** Begin PAGE EXTRACT **

The New Year has brought a new turn for the state’s ethics rules for the use of technology.
One of the biggest changes to take effect is meant to remind lawyers that the old precautions used to prevent confidential information from slipping out are many times no longer enough.
“The new rule change added a paragraph to the rule … to require lawyers to make reasonable efforts to prevent the inadvertent disclosure of information, the unauthorized disclosure of information or unauthorized access to that information,” said Dean Dietrich, past chair of the Wisconsin State Bar Professional Ethics Committee and a shareholder at Ruder Ware in Wausau, where he has led the firm’s professional responsibility and ethics practice for more than 15 years.
To most lawyers, the obligation to protect confidential information is so obvious that there’s no reason to spell it out formally, as has now been done in Chapter 20 of the state Supreme Court’s rules of professional conduct. Many, though, may still be blind to the pitfalls inherent in everyday features such as autofill, Dietrich said; one wrong keystroke, and an important email could suddenly be sent to the wrong person.
“Some law firms have discontinued the use of autofill so you have to type the whole name,” Dietrich said. “I don’t know that you have to go that far, but you have to develop habits that you use in your practice that will ensure or reasonably protect the information you’re distributing on behalf of a client.”
By and large, the new rules are intended to insure lawyers know that they should change their behavior if they plan to use recent technological innovations while practicing law. To that end, they cover everything from lawyers’ communications in text messages and on social media to the use of public Wi-Fi systems. They are also a partial response to the risks posed by hacking, phishing and the inadvertent release of client information, Dietrich said.
“Technology is changing so fast,” he said. “The issue here is really an attempt to highlight and make it very clear that lawyers have to pay attention to how they use technology. It doesn’t prescribe certain ways to do things. It doesn’t require you follow this particular program or this particular etiquette. There is no required discipline or degree of penalty.”
Among the subjects dealt with by the new rules: technological competence.
“What that means is that lawyers are expected to have a minimal level of competence regarding the technology they use in their law practice,” Dietrich said. “It’s easier said than done, but it’s also not something that says we have to go out as lawyers and get a degree in IT. It means we have to pay attention to how we use technology in our law practices, and we need to visit with people, hire people to talk to, if we don’t know how technology is used or how technology functions as part of the law practice.”
One technology that is particularly risky — probably more so than many users realize — is public Wi-Fi .
“Sitting in Starbucks and sending emails to clients when the Starbucks Wi-Fi is open is a good example of where you need to think about where you use technology,” Dietrich said.
Another example: passwords.

** End PAGE EXTRACT **

WHAT YOU WILL DO:
• 1. Answer these questions using the article on Wisconsin's new technology ethics rules for lawyers:
(a) In which chapter of the state Supreme Court's rules of professional conduct is the obligation now spelled out?
(b) What everyday feature have some law firms stopped using so that the whole name must be typed?
(c) According to Dietrich, what do lawyers not have to get in order to meet the technological competence expectation?
• 2. From the article on Wisconsin's new technology ethics rules for lawyers, return the passage between "One of the biggest" and "no longer enough.", inclusive, copied word for word.
• 3. Resume the article on Wisconsin's new technology ethics rules for lawyers, starting right after its final sentence.

** Begin ENTRIES **

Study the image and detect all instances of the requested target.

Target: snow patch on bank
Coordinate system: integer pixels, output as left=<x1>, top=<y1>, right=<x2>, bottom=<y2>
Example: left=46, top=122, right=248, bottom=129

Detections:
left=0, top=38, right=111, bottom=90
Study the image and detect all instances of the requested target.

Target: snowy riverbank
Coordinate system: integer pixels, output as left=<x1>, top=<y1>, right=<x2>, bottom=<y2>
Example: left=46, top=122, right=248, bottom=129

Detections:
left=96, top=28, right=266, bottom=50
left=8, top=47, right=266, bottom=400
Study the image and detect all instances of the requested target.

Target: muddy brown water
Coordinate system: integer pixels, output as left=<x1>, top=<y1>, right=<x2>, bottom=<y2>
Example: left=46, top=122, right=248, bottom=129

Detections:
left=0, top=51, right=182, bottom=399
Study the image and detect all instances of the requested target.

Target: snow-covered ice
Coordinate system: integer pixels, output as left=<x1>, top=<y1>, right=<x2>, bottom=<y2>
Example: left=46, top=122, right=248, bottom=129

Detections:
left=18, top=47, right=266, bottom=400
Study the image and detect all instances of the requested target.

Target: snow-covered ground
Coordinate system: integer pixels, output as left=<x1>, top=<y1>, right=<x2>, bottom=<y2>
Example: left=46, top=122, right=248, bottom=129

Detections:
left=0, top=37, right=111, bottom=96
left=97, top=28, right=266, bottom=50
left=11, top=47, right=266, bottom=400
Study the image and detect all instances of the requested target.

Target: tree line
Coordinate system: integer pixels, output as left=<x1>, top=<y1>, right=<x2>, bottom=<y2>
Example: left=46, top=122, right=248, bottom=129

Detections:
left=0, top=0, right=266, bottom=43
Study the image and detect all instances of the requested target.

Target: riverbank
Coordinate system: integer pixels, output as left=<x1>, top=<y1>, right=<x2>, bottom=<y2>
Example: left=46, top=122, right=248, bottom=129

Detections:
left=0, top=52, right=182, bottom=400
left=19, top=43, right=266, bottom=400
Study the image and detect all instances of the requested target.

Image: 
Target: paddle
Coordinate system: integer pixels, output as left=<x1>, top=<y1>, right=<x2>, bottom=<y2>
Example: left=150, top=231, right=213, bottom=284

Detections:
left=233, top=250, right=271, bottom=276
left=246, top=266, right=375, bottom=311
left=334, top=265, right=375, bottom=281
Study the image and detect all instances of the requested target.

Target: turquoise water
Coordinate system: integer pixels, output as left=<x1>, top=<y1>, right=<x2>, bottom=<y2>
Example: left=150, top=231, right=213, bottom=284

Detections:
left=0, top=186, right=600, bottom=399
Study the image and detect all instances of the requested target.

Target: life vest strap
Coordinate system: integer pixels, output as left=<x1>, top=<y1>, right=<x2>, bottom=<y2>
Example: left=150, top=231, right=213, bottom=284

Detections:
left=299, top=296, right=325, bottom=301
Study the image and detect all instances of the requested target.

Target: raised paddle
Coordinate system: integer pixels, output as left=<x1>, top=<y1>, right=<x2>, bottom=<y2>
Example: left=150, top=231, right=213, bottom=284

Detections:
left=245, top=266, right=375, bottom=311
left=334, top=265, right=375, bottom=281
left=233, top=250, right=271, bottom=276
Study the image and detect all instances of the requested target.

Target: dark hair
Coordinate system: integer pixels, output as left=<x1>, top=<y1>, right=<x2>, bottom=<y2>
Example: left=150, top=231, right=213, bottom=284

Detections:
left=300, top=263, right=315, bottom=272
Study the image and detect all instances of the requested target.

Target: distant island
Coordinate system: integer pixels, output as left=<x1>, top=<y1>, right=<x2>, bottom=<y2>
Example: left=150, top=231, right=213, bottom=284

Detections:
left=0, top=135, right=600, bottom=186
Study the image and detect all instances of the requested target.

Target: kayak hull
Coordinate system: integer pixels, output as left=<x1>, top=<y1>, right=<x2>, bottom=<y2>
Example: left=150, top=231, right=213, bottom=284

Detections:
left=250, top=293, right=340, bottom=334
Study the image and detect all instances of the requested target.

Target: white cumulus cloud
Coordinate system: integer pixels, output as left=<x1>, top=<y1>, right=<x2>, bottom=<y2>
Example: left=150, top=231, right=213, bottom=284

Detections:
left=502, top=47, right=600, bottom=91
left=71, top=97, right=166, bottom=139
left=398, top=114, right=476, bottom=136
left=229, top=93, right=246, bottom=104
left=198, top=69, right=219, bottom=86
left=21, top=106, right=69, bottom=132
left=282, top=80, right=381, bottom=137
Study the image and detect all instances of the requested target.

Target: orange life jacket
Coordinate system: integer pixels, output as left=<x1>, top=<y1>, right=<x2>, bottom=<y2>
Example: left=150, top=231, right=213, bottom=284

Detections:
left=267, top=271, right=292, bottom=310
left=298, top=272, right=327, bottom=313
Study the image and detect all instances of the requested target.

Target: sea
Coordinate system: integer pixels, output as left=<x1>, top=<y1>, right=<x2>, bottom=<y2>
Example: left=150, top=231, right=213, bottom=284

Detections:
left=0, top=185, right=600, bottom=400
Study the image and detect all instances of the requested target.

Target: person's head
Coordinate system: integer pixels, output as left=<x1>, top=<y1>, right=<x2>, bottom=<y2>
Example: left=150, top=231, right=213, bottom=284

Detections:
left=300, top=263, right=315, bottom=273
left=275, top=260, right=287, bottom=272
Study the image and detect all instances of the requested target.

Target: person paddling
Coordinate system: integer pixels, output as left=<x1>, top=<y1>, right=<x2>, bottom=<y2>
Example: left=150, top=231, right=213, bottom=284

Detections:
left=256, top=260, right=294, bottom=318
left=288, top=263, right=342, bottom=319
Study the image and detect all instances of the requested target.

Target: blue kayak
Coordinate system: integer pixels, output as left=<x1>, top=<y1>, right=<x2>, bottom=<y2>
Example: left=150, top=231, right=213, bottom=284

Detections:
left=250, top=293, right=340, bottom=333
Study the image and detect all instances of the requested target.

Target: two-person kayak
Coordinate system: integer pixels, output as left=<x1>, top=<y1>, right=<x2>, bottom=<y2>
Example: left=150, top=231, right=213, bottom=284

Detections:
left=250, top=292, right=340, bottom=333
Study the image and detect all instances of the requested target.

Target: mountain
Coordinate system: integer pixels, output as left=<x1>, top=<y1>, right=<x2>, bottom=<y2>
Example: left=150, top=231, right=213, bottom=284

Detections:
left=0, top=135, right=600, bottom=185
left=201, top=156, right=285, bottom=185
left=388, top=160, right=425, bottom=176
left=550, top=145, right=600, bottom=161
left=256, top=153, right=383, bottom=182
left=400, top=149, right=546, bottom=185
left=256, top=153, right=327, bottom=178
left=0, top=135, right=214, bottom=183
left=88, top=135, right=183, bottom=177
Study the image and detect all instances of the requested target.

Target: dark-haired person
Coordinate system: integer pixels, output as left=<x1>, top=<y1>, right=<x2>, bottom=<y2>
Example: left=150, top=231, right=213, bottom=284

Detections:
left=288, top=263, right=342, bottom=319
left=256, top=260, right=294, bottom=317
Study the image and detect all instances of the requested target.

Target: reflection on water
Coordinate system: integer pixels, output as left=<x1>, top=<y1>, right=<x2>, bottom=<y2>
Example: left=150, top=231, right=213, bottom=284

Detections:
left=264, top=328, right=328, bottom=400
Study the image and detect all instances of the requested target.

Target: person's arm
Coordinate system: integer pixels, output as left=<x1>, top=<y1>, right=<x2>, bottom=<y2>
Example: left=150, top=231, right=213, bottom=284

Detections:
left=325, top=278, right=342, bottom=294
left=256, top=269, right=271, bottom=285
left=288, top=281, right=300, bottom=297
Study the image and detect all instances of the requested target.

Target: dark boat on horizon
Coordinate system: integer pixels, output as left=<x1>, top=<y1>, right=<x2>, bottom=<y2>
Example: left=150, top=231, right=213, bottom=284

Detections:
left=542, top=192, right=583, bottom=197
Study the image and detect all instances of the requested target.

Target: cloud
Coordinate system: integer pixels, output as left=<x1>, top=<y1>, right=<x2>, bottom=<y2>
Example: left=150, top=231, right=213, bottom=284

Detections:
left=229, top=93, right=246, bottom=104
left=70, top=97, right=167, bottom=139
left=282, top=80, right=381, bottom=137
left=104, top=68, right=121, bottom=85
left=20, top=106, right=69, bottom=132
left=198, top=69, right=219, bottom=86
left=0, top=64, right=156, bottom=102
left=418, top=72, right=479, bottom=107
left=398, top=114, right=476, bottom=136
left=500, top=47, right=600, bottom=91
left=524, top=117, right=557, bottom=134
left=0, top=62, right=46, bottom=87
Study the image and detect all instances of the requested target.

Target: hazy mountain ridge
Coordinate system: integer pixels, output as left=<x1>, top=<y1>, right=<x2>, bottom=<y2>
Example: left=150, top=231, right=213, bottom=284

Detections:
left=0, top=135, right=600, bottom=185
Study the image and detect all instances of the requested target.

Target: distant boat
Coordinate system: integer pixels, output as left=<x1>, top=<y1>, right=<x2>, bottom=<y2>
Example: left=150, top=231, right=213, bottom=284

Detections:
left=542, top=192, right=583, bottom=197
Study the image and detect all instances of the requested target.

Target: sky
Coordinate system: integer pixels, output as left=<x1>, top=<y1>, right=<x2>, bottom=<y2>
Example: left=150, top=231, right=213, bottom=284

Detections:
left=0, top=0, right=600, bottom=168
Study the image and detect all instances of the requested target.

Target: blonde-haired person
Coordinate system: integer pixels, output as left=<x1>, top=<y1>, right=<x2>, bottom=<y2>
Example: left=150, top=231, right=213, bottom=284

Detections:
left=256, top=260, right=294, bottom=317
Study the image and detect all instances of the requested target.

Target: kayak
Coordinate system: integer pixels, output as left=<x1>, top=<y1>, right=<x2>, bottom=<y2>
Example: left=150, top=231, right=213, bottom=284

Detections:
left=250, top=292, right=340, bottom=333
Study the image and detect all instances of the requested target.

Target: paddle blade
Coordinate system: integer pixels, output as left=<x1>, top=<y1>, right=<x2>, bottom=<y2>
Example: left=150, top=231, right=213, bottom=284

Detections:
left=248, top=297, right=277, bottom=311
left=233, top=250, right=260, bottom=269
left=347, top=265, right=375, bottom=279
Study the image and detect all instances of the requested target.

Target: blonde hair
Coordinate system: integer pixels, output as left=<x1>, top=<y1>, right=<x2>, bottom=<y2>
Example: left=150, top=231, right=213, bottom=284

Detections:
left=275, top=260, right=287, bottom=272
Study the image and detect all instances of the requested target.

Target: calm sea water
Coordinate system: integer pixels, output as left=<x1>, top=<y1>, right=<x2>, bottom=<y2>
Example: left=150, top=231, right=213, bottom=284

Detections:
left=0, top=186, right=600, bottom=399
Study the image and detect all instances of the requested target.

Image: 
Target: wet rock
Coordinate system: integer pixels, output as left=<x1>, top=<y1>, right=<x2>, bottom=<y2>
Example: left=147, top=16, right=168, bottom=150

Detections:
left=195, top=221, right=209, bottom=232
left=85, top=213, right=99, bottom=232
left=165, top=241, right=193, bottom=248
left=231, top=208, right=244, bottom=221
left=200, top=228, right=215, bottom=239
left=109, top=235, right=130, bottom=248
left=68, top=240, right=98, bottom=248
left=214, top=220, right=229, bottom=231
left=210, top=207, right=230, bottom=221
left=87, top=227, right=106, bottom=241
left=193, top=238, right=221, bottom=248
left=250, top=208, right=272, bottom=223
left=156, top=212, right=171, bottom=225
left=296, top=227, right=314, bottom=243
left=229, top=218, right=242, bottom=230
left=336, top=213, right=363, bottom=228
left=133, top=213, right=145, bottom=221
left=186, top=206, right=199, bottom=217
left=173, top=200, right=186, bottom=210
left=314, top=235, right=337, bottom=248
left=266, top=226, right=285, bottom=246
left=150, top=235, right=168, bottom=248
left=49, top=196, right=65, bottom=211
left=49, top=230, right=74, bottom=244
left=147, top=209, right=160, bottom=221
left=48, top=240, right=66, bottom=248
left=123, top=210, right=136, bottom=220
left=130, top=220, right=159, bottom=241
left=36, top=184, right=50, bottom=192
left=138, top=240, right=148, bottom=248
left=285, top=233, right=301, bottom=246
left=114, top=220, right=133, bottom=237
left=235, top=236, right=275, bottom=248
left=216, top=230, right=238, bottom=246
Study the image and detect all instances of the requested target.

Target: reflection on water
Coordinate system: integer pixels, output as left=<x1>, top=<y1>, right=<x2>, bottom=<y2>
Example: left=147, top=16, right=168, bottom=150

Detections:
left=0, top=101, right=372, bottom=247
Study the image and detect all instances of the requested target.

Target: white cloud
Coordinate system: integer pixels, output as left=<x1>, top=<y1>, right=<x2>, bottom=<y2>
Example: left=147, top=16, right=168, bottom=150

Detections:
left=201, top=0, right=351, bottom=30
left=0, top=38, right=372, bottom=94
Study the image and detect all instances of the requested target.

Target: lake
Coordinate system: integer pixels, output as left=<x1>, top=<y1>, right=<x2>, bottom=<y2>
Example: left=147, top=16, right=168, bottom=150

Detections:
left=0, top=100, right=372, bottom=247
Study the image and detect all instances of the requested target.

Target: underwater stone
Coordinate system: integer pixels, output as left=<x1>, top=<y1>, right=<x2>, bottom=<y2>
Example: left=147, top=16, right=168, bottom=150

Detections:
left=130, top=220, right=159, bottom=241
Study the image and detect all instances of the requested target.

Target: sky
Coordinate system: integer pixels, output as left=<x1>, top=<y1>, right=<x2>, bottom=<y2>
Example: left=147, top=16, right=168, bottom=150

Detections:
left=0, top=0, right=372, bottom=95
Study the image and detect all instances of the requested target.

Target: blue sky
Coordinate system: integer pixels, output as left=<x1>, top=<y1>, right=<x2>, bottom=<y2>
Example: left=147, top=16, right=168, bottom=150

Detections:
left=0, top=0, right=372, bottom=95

** End ENTRIES **

RESPONSES BY TASK:
• 1.
(a) Chapter 20
(b) Autofill
(c) A degree in IT

• 2.
One of the biggest changes to take effect is meant to remind lawyers that the old precautions used to prevent confidential information from slipping out are many times no longer enough.

• 3.
To protect confidential information from would-be hackers and others phishing for personally identifiable information, lawyers should find a consultant who can help them understand how to use and manage passwords, Dietrich said. One absolute must is to learn something about what makes a password strong or weak and how often passwords should be changed.
If these changes have lawyers anxious about unwelcome encounters with the Office of Lawyer Regulation, they shouldn’t. At least, not yet.
“It’s very unlikely discipline would occur, largely because it’s not something people go around checking every day,” Dietrich said. “It’s not like the OLR goes around checking email and whether people are using public Wi-Fi. But the day may come.”
For now, the new standards are meant as food for thought, as much as anything.
“The changes to the rules really are designed to say, ‘Think about it every time you use technology, and pay attention to what you’re doing,’” Dietrich said.
The adoption of the new rules is just one of several steps the state Supreme Court has recently taken to bring Wisconsin’s court system into the 21st century. Others have included the recent push toward mandatory e-filing, as well as tweaks to rules regarding electronic banking.
Dietrich said the state has many subjects left to check off on the to-do list, including texting, social media and online advertising.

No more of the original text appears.